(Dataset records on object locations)

___

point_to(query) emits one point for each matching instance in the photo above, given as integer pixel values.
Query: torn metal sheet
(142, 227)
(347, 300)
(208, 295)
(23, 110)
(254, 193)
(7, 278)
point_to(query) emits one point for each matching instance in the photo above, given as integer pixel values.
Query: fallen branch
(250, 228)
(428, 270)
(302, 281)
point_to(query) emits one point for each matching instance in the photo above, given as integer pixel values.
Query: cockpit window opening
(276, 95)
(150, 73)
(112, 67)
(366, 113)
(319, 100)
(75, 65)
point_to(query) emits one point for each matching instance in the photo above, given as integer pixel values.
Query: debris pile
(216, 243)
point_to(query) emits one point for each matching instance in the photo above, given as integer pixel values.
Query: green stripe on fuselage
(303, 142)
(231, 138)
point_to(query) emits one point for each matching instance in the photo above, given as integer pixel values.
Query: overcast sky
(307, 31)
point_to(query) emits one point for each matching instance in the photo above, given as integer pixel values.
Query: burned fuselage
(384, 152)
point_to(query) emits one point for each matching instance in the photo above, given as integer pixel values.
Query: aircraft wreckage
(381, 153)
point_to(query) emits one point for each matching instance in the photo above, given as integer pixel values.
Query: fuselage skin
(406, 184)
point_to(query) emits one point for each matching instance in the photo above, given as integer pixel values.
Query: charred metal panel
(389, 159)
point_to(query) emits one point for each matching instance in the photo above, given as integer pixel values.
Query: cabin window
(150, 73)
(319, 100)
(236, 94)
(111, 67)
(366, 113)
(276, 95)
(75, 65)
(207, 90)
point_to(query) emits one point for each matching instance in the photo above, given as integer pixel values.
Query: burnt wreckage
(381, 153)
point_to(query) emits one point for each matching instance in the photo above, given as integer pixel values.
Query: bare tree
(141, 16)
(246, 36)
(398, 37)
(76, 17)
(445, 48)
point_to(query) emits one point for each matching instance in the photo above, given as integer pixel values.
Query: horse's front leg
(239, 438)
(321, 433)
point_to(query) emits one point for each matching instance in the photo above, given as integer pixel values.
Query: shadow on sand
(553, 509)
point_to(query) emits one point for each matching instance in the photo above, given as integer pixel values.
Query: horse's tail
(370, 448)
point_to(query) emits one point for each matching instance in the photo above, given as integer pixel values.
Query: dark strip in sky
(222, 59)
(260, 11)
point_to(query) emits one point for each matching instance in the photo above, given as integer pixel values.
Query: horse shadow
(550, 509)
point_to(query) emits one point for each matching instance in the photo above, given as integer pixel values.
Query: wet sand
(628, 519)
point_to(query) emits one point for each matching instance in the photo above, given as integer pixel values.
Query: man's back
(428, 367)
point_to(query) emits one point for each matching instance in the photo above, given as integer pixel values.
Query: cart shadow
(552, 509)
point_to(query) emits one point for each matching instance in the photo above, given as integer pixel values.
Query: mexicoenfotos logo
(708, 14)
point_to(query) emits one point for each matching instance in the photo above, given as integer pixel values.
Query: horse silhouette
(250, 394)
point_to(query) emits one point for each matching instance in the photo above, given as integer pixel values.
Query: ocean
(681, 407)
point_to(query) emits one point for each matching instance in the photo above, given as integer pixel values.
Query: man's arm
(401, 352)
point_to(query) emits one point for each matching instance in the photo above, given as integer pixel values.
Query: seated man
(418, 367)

___

Problem to solve
Pull out each line above that contains the word "wreckage" and copy it.

Task solution
Query: aircraft wreckage
Query: burnt wreckage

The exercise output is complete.